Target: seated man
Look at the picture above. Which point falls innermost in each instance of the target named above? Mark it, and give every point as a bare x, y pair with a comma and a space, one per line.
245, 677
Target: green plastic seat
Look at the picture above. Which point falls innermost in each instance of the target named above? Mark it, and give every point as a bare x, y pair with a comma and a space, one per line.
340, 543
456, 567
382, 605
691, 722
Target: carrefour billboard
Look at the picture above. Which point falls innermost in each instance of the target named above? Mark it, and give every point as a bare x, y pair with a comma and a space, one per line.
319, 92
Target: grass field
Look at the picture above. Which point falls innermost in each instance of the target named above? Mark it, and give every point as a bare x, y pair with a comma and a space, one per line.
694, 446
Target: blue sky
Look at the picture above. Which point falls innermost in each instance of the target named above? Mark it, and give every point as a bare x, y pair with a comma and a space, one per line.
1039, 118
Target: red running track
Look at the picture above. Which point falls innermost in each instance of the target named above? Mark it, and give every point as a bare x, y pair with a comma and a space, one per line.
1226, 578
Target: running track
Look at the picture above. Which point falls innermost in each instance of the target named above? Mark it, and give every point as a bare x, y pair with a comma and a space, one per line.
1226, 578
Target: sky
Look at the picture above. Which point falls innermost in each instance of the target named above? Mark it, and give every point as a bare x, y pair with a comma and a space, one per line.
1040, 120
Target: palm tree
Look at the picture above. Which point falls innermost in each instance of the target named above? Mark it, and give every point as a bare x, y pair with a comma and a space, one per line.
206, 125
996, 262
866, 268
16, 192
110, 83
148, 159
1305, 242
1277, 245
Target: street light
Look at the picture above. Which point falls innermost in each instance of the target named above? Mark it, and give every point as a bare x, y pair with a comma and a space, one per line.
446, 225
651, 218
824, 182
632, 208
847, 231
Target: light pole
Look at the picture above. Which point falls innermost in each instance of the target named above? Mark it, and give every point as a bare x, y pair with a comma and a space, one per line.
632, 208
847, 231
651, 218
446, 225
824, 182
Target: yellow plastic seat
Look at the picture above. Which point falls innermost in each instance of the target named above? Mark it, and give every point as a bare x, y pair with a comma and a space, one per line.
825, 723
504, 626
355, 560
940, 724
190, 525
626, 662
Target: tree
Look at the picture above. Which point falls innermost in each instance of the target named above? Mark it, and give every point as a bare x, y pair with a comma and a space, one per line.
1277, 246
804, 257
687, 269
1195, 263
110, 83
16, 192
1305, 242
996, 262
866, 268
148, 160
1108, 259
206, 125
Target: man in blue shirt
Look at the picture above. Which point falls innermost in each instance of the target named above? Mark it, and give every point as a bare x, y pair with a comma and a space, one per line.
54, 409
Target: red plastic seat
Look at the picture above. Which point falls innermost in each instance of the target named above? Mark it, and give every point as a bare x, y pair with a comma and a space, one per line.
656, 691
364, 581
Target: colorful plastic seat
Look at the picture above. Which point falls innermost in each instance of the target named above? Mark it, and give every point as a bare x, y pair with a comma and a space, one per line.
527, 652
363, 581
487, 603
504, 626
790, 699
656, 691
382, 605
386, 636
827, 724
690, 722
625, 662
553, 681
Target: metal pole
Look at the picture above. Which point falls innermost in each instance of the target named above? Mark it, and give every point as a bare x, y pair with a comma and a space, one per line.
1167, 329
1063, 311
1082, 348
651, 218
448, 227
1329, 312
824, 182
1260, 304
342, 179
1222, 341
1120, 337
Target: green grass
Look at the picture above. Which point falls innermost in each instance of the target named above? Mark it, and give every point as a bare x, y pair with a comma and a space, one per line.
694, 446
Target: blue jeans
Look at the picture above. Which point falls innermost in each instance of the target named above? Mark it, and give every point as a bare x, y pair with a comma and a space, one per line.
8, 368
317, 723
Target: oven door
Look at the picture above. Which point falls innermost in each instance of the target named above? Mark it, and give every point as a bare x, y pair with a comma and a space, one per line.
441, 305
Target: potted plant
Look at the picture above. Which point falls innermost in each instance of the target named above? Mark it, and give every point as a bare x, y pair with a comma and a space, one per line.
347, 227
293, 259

+-------+

→ **Exercise**
Start to finish, restate the records above word for word.

→ **Output of the task**
Target: seated man
Look at the picture above. Which point falls innermost in each instance of the target named above? Mark it, and give every point as a bare x, y pair with a comma and a space, one per line.
245, 677
Target: green plastic seat
Look at the picture above. Which point falls innermost in each instance of the target named above? Mark it, and give every point as a bare x, y pair with a comma and a space, one per line.
340, 543
456, 567
382, 605
691, 722
Target: carrefour billboard
Look at the picture above. Which point falls innermost in each instance of the target named above? Mark it, and give every point as a bare x, y pair with a comma and a space, one per line.
319, 92
Target: grass field
Look at the picture above. Which point falls innermost in each instance of the target named above? Mark it, and give every point as a bare x, y pair with a comma and a space, one per line.
694, 446
Target: blue sky
Look at the picture above. Which point falls innermost in each instance of the target named above? Mark it, and give every point as a bare x, y pair with a comma and a space, one per line.
1039, 118
Target: red running track
Look at the picture above. Which point falls innermost in each instance of the target named above? Mark it, and give every point as a bare x, y pair with a comma and a space, one per line.
1226, 578
Target: running track
Look at the picture above. Which point falls innermost in each instance of the target named above? Mark it, and give every point as a bare x, y pair with a comma and a space, one per line.
1226, 578
Target: sky
Look at the picture above. Which point falls innermost in each instance of the target named above? Mark it, and give every point as a bare x, y pair with a comma and a space, one per line.
1040, 120
Target: palm tree
Look at the picture above. Which point falls innermost in each instance of the target named above? Mark it, and give every point as a bare x, y pair with a comma and a space, one per line.
206, 125
996, 262
866, 268
16, 192
110, 83
148, 159
1305, 242
1277, 245
Target: street light
Look at the picture above. Which point falls innermost in each instance of the target named above? Mark it, and give every point as a bare x, y pair with a comma and a space, one per line.
446, 225
651, 218
824, 182
632, 208
847, 231
Target: light pole
Look at the picture above. Which point falls innermost in each instance of the target named above? Mark it, and give every point as a bare x, y pair with a comma and a space, one per line.
632, 208
847, 231
651, 218
446, 225
824, 182
Target: yellow plastic seat
Look at the picture above. Which point falls innermost in each instance of the target named above? Mark it, and give every point as a bare x, y pair with a comma and a space, one per line.
825, 723
504, 626
355, 560
940, 724
190, 525
626, 662
Target: tree
Look at the picture above. Which point falls innermost in each instance of the target named above? Mark it, and give every point as a bare x, y pair with a comma and a space, one per line.
1277, 246
804, 257
687, 269
1195, 263
110, 83
16, 192
1305, 242
996, 262
866, 268
148, 160
1108, 259
206, 125
Target: man in blue shirt
Look at the picture above. Which point falls innermost in each instance of the target named above? Mark it, and give every point as a bare x, y pair with a comma and a space, one per line.
54, 409
Target: red plastic seat
Look at the picture above. Which point falls innermost in each instance of the target named above? Mark it, and give every point as a bare x, y pair with a comma and a space, one per line.
656, 691
364, 581
Target: colorful plastic seat
Look at the picture above. Which point falls innermost in each instance of the target named above? Mark it, and give every point as a bare x, y pair with a comma and a space, one per line.
527, 652
363, 581
487, 603
504, 626
790, 699
656, 691
382, 605
386, 636
827, 724
690, 722
625, 662
553, 681
Target: metal pole
Look at the picture above. Which point falls innermost in each instance of the target named above? Mark it, and give every point as a bare x, y pair with a comma and a space, one per line.
1167, 329
1063, 311
1082, 348
651, 218
448, 227
1329, 312
824, 182
1260, 304
342, 179
1222, 341
1120, 337
Target: green grass
Look at the picture above. Which point falls innermost in each instance of the target named above? Mark it, and give every point as a bare x, y pair with a comma and a space, one per line.
694, 446
Target: blue jeans
Look at the picture above. Which point falls innermost in each instance of the target named above? Mark it, and give every point as a bare x, y pair with a comma and a space, one per line.
8, 368
317, 723
Target: oven door
Look at the picture above. Which point falls innermost in each instance of the target named above? Mark it, and give every point as a bare x, y pair with a comma and a space, one per line.
441, 305
Target: potted plant
Look at the picture above. Which point falls innermost in each instance of the target named above? Mark it, and give every point as a bare x, y pair with a comma and a space, one per line.
347, 227
293, 259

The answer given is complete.